** START Records for the exercise **

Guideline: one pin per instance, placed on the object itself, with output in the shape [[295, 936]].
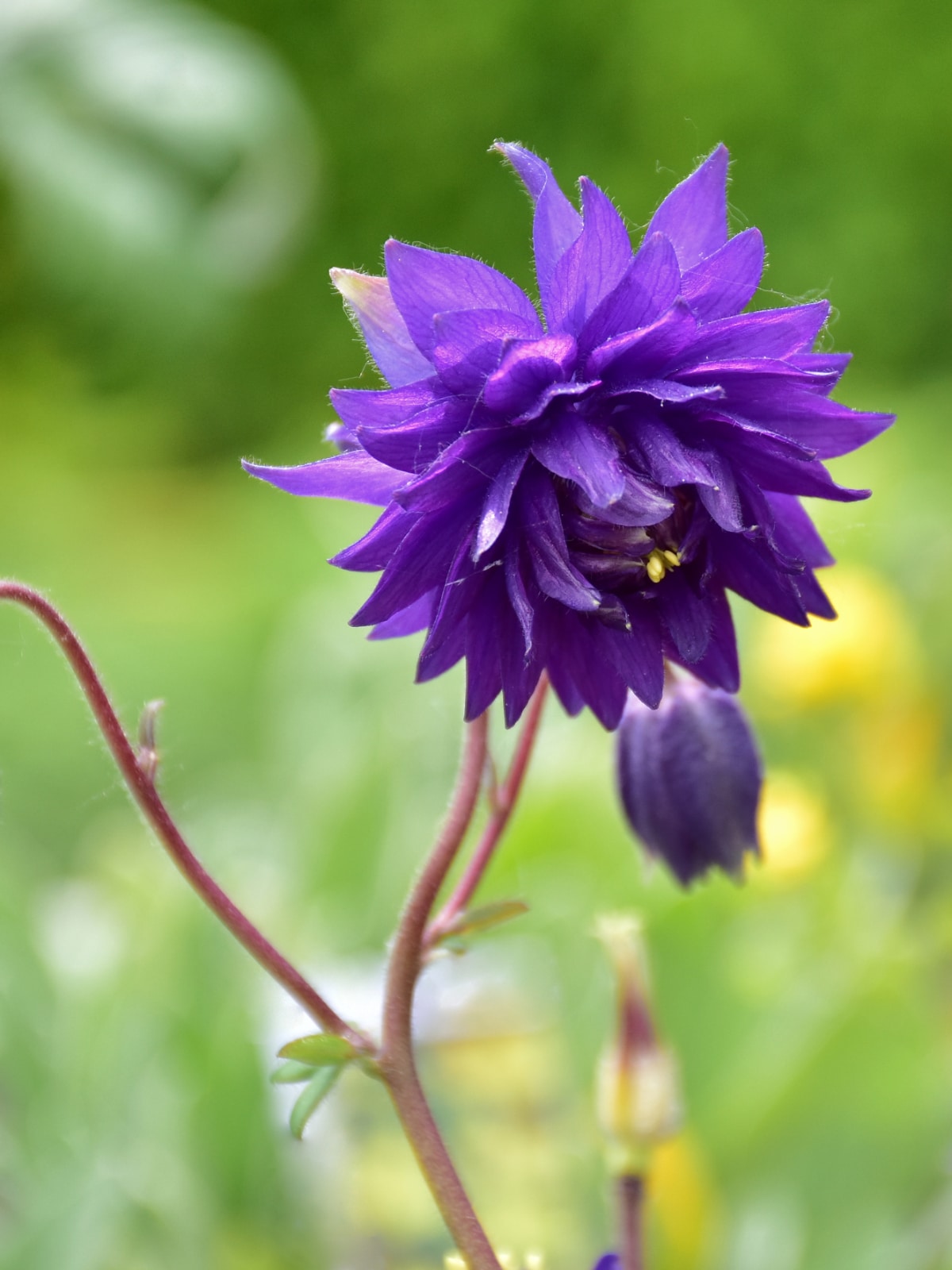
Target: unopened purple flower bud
[[689, 776]]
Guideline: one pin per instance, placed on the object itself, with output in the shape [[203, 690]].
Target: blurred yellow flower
[[685, 1202], [871, 647], [795, 829]]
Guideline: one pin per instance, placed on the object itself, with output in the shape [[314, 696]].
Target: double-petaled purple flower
[[575, 491]]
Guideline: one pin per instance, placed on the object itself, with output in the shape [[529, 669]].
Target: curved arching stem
[[137, 772]]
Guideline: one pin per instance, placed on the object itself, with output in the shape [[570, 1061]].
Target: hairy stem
[[503, 806], [397, 1062], [137, 772], [631, 1213]]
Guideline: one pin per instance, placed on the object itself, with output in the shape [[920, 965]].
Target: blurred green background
[[175, 186]]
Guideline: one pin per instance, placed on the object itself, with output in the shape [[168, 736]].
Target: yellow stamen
[[660, 562]]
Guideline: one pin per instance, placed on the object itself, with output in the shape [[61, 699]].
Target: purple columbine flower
[[689, 778], [577, 489]]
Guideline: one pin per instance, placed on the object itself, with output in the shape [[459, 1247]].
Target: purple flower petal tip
[[689, 778], [577, 492]]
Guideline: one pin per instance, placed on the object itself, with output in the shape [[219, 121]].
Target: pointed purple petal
[[647, 352], [418, 565], [526, 370], [827, 427], [374, 550], [547, 549], [592, 267], [408, 622], [695, 214], [583, 452], [495, 510], [470, 344], [385, 406], [556, 224], [768, 333], [797, 533], [371, 306], [353, 475], [685, 615], [724, 283], [647, 291], [416, 444], [747, 568], [425, 283]]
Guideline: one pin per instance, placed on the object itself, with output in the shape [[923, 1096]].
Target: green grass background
[[812, 1009]]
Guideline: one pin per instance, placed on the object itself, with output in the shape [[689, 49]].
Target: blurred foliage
[[175, 184]]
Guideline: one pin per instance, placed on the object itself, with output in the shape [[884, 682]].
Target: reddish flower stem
[[397, 1064], [631, 1233], [139, 780], [503, 806]]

** END Records for the exercise **

▸ Required task:
Repeat the rows word for word, from the line containing "shape [[923, 1096]]." through the line containing "[[175, 184]]".

▸ Output:
Guideline: one pin per instance, placed on the object itself, with output in the shape [[923, 1096]].
Target: green grass background
[[812, 1009]]
Guideline: one pin per instance, placed on the object itself, with output in the shape [[689, 49]].
Target: blurred foliage
[[175, 184]]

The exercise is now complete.